Brief: Images are to be excluded, and the rest of the data repeated exactly.

The input section start

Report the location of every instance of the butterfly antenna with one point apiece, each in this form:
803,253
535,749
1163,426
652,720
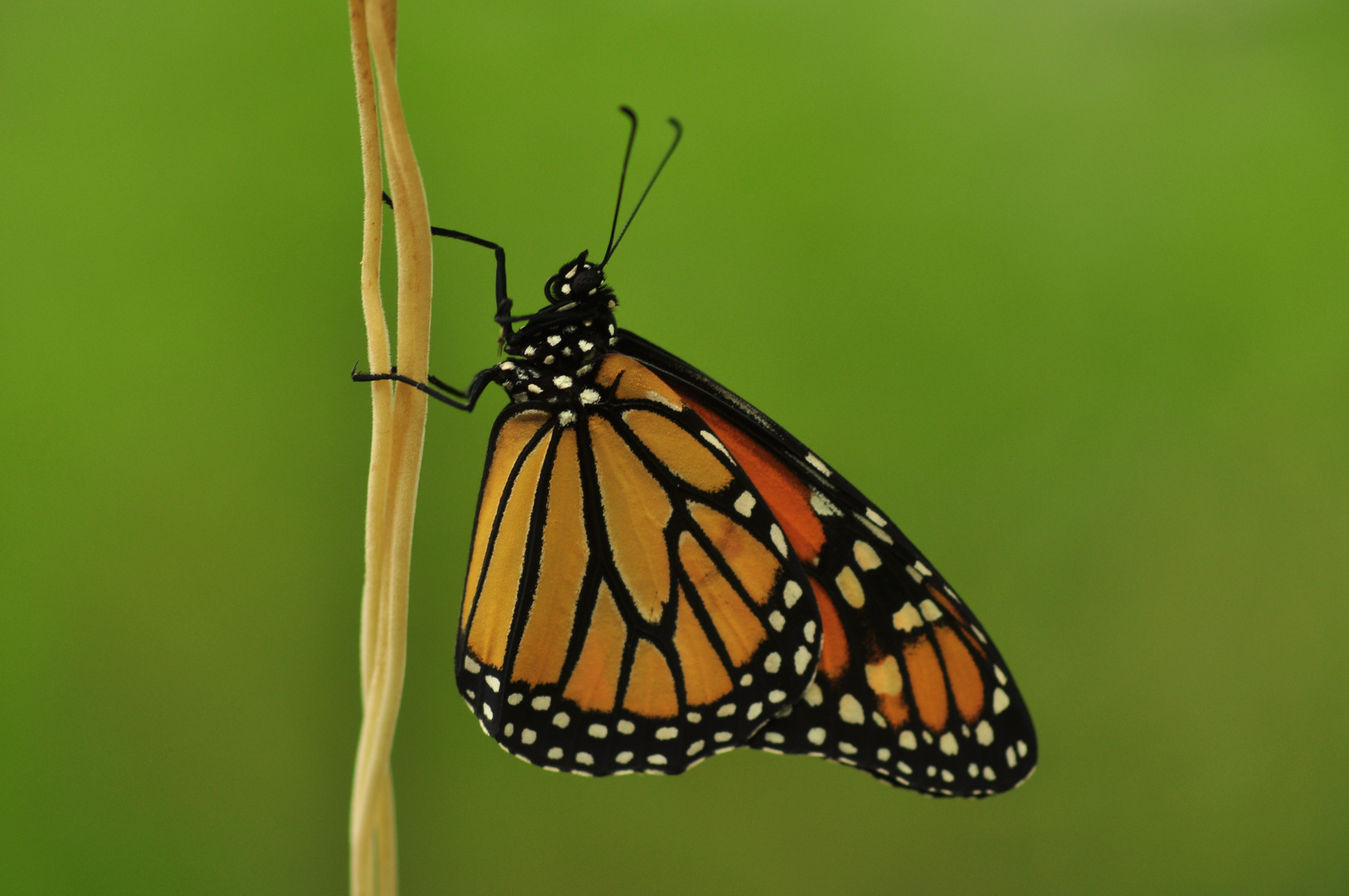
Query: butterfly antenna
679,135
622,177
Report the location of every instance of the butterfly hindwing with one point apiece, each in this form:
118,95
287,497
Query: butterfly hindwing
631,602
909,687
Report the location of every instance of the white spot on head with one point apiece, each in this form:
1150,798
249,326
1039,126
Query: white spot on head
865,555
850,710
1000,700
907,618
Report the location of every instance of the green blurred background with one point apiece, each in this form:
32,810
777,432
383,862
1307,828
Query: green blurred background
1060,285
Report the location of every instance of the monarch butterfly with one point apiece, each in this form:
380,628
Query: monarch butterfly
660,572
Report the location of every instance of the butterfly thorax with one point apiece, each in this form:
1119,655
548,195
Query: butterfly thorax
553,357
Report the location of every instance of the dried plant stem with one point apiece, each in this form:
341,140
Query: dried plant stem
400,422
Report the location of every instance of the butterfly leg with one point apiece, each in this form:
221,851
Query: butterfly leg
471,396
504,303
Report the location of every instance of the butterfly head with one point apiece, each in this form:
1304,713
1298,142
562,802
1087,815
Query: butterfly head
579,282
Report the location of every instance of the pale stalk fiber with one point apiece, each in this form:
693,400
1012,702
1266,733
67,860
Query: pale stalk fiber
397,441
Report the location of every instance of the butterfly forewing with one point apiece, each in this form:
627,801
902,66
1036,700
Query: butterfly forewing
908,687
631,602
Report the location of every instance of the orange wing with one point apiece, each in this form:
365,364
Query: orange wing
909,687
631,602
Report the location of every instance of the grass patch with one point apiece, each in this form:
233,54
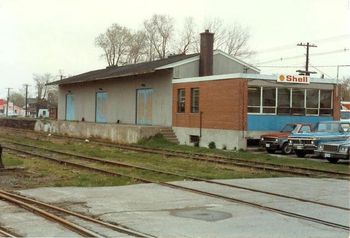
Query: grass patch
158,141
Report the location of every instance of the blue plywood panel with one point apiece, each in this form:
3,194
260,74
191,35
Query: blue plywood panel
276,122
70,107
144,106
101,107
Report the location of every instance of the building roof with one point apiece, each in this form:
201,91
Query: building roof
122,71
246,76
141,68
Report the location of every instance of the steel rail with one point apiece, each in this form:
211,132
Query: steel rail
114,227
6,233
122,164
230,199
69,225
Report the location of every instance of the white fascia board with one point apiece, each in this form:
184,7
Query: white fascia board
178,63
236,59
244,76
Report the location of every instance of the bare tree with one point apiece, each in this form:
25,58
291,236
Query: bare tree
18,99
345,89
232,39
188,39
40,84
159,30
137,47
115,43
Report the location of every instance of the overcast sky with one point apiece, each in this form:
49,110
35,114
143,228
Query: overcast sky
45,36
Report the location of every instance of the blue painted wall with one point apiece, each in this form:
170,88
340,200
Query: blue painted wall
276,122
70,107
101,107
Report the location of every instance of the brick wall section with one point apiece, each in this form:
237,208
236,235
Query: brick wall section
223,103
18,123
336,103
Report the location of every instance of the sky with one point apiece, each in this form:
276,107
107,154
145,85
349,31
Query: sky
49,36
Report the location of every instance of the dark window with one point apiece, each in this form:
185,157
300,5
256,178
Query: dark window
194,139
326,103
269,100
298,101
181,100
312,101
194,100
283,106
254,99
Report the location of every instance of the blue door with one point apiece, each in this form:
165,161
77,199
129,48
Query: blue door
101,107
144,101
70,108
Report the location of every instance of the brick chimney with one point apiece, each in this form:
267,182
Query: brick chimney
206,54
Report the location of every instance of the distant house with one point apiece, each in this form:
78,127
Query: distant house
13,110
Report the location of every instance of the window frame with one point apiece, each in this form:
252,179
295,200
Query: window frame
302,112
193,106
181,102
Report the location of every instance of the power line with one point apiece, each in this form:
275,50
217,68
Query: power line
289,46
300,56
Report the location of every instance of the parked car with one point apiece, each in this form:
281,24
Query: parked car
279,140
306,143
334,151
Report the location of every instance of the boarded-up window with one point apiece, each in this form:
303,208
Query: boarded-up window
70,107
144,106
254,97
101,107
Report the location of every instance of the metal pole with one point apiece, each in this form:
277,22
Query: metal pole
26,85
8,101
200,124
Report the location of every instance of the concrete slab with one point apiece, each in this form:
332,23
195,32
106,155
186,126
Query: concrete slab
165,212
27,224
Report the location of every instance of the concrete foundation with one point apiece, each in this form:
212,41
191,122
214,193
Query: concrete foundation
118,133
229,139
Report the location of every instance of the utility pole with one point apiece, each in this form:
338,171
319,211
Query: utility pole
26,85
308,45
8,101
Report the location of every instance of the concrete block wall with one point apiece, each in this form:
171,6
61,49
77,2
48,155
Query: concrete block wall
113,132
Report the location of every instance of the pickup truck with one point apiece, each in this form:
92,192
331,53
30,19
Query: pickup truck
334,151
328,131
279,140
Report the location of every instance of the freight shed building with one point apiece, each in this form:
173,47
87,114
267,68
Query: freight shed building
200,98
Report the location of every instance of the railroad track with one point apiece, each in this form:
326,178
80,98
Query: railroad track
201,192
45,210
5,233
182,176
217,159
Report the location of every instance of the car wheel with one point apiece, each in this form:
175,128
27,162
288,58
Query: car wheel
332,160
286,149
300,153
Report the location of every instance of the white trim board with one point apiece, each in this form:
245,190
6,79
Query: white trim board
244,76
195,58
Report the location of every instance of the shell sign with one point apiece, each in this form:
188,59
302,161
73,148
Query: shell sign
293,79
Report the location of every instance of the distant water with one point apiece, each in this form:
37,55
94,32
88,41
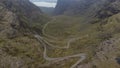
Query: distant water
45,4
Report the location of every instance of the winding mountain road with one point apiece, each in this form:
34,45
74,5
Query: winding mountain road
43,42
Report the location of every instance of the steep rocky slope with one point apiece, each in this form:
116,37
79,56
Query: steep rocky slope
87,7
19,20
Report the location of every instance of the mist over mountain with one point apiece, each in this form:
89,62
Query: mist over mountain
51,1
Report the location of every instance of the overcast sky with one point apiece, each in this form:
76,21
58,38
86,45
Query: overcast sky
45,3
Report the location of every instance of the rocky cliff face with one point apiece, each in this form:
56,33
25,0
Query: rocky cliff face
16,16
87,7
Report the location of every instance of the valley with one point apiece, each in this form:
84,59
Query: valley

The input section end

Response area:
Report the location of every instance of the butterfly antenna with one point apiece, each in this form:
803,253
535,749
1163,426
652,720
Query: butterfly antenna
679,135
622,177
Report the location of every instance of the butterfly hindwing with one point apiece, each in this form:
118,95
287,497
Query: butterfly hindwing
631,602
909,687
Report the location of every instance of the white spot on head with one point apiece, each in this form:
1150,798
249,326
1039,126
Query: white spot on head
865,555
850,710
1000,700
907,618
Report the location of every instance of the green blurred background with one point apiece, each in this form:
32,810
777,432
383,862
1307,828
Query: green blurred background
1060,285
Report the location of every instance of the monarch butterfly with one point apiece, each in this form:
380,628
Query: monarch butterfly
660,572
Report the location of every instance of the butterfly thorax with one point apiece, each in this form:
1119,655
548,195
Query: butterfly thorax
553,357
Report the location of every instance of the dried plant stem with one point apiece, each in this form:
341,140
Query: dried plant stem
400,422
Report the location of every instance of the butterfly leg with one point apiece, each in this form:
221,851
Query: butterfly leg
471,396
504,303
Report the location of every instance of the butterfly head with one point apiece, each in this form:
1304,713
1298,142
562,802
1087,815
Query: butterfly head
579,282
Report the location of every instance of the pale stalk fiber with one point apiece, each in this form:
693,400
1012,702
1266,733
67,860
Query: pale stalk fiber
397,441
Report the location of every instance of the butterfly forewing with one point apiece, each in this form:
627,801
902,66
1036,700
Query: butterfly forewing
908,687
631,602
Report the location of every instance of the orange wing with one point apiece, each in this form:
365,364
Query: orange wing
909,687
631,602
Report the location of every instance of the grass patch with one point apiece, each in this form:
233,54
Query: grass patch
158,141
Report the location of every instance of the blue plywood panel with one point apiece, each in this form:
3,194
260,74
191,35
Query: blue plywood panel
276,122
70,107
144,106
101,107
Report the location of every instance of the building roof with one point apiece, each in this form:
201,91
Query: building roof
122,71
246,76
141,68
Report the location of every instance of the steel rail with one point apiece, each in this form:
211,132
Query: steel rail
114,227
6,233
122,164
230,199
69,225
Report the location of every instance of the white fascia board with one point apiece, each in this form:
184,7
Query: white fascia board
178,63
236,59
244,76
Report the location of every instance of the bare tree with one point apiece, each in this form:
25,58
291,236
Query: bare tree
18,99
345,89
232,39
188,39
40,84
159,30
137,47
115,43
Report the location of every instance of the overcast sky with one point apiece, each in this form:
49,110
35,114
143,228
Query: overcast sky
45,36
Report the location of every instance of the blue painted wall with one point apiece, each in this form:
170,88
340,200
Query: blue painted wall
276,122
70,107
101,107
Report the location of every instance of the brick wall section with one point apiece, each in this form:
237,208
236,235
Query: brick wall section
223,103
18,123
336,103
Report the location of every instance of the sky with one point apiece, each in this form:
276,107
107,154
145,85
349,31
Query: sky
49,36
Report the location of every instance of the dark window with one point apiece, each in this form:
185,157
300,5
256,178
Query: dark window
194,139
326,103
269,100
298,101
181,100
312,101
194,100
283,106
254,99
Report the location of every instance of the blue door with one point apiece, each in this form:
165,161
77,199
129,48
Query: blue door
101,107
144,101
70,108
Report the location of every instance of the brick chimney with one point apiece, each in this form:
267,182
Query: brick chimney
206,54
Report the location of every instance of the distant house with one point apiece, each in this form:
78,127
Query: distant house
13,110
Report the location of every instance of the window frame with one point apiece, each in this form:
252,179
295,200
Query: window frame
302,112
193,106
181,102
Report the location of every instance of the power line with one point apiece, each in this form:
275,50
217,68
Query: power line
289,46
300,56
Report the location of every instance of the parked car with one point apiece, each in this form:
281,24
Query: parked car
279,140
306,143
334,151
Report the location of every instance of the boarded-up window with one point apiece, each in this form:
303,208
Query: boarded-up window
70,107
144,106
254,97
101,107
Report the location of every instance of the metal pole with one point apiece, each in this form:
277,22
Query: metal pole
26,85
8,101
200,124
Report the location of every instance of the concrete slab with one point apiece, each in this form:
332,23
195,32
106,155
186,126
Query: concrete slab
165,212
27,224
Report the location of every instance of the concrete foundation with one point apiece, each in this form:
212,41
191,122
214,193
Query: concrete foundation
118,133
229,139
Report the location of every instance of the utility pole with one point apiece, each in this form:
338,171
319,211
Query: utility pole
26,85
308,45
8,101
Report the location of every instance of the concrete block wall with one point apiece, each in this form:
171,6
61,49
77,2
48,155
Query: concrete block wall
113,132
Report the location of every instance of the pickup truck with one point apiece, each in this form:
92,192
331,53
30,19
Query: pickup truck
334,151
328,131
279,140
Report the location of every instance of the freight shed building with one point apiece, each in this form:
173,47
87,114
267,68
Query: freight shed building
200,98
Report the location of every instance of the railroad track with one point apiece, each in this form:
326,178
80,98
Query: railroad track
201,192
45,210
5,233
182,176
217,159
Report the location of every instance of the car wheel with one point apiece, each in this form:
175,128
27,162
288,58
Query: car wheel
332,160
286,149
300,153
Report the location of every instance of the white trim board with one point apiece, each in this form:
245,190
6,79
Query: white trim board
244,76
195,58
Report the location of every instance of the shell sign with one point apiece, each in this form:
188,59
302,161
73,148
Query: shell sign
293,79
Report the location of every instance of the distant water with one point apiece, each in this form:
37,55
94,32
88,41
Query: distant water
45,4
Report the location of every instance of the winding mountain road with one point apiece, each in this form:
34,45
74,5
Query: winding mountain road
43,42
Report the location of every instance of the steep rocky slope with one point apiece, each in this form:
116,37
79,56
Query: steep rocky slope
87,7
19,20
Report the location of every instance of the mist over mountain with one point apiece, each in this form:
89,62
Query: mist over mountain
51,1
Report the location of every instance of the overcast sky with one point apiece, each in this form:
76,21
58,38
86,45
Query: overcast sky
45,3
Report the location of every instance of the rocky cliff face with one point apiece, each in this form:
56,33
25,0
Query: rocky cliff face
16,16
87,7
Report the location of every instance of the valley with one point apiece, each in this form:
84,59
Query: valley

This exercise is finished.